▸ **Passage shown**
==*==
Building A Raspberry Pi Rover: My Big Fat Linux Weekend

Linux! Such a wonderful, rich, capable operating system has blessed us, and all for the low, low cost of absolutely free. It’s under the hood of countless servers, computers, phones, and embedded devices, and is the go-to solution for when you want to get the job done right. Why, then, does it curse me so?

Prologue

The penguin giveth, and the penguin taketh away.

My experience with the almighty penguin stretches back to the late 90s. Facebook hadn’t been invented yet, so most weekends were spent installing whatever came on the front of the latest computer mags. I wish I was kidding, but I’m really not.

Way back when, us kids would load the latest Red Hat or Fedora distribution onto our hand-me-down Pentium IIs, trying not to accidentally wipe our hard drive in the process. Limited to dial-up internet and very few help resources, it was pretty common that you’d spend hours watching progress bars tick over, only to wind up with no working mouse, or an X server that simply refused to start for man or God. Did I mention we did all this for fun?

Trying To Get Some Work Done

Of course, after growing up, real life and real responsibilities take over. Now, if I’m using Linux, it’s because I’ve got a job to do, not just because there’s nothing good to watch on Cartoon Network this weekend. I consider myself to be a fairly intermediate user. I’ve compiled a few things successfully, understood how to work with a variety of package managers, and once, just once, even managed to connect to a wireless network from the command line. There’s not a whole lot that phases me in this realm anymore.
==*==
▸ **Task list**
A – Answer these questions on the Linux essay:
(i) To what period does the writer's experience with Linux stretch back?
(ii) Which distributions did the kids load onto their hand-me-down Pentium IIs?
(iii) What did the writer once manage to connect to from the command line?
B – Please summarize the Linux essay in two sentences.
C – Extract the portion of the Linux essay between "My experience with" and "I’m really not.", inclusive.

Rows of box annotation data
==*==
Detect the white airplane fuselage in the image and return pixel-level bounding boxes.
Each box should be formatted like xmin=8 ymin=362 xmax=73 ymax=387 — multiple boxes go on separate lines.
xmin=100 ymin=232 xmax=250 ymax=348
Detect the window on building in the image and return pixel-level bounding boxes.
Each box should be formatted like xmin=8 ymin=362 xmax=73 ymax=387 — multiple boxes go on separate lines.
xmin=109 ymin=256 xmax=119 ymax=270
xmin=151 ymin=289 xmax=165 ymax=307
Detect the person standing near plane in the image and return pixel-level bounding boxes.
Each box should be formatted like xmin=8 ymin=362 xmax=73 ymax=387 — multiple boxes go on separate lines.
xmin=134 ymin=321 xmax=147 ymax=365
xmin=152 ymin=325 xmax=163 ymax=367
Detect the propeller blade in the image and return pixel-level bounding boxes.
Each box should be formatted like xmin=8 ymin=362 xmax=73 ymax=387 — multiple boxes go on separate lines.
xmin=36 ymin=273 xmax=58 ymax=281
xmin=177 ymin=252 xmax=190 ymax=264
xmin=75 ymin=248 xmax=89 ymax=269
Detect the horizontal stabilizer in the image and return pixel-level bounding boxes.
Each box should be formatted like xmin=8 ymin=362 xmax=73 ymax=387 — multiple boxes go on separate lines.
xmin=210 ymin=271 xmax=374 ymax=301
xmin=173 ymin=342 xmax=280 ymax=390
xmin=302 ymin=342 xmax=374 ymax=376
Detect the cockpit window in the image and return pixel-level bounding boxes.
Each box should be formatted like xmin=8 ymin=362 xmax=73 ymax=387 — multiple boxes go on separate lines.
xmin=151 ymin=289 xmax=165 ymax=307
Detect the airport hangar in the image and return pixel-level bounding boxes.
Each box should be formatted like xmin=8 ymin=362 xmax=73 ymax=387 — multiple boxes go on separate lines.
==*==
▸ **Responses to the tasks**
A –
(i) The late 90s.
(ii) Red Hat or Fedora.
(iii) A wireless network.

B – The writer praises Linux as a free, capable operating system found in countless servers, computers, phones and embedded devices, yet asks why it curses the writer so. In the late 90s the writer installed Red Hat or Fedora on hand-me-down Pentium IIs for fun, often ending up with no working mouse or an X server that refused to start, and now, as a fairly intermediate user, uses Linux only to get a job done.

C –
My experience with the almighty penguin stretches back to the late 90s. Facebook hadn’t been invented yet, so most weekends were spent installing whatever came on the front of the latest computer mags. I wish I was kidding, but I’m really not.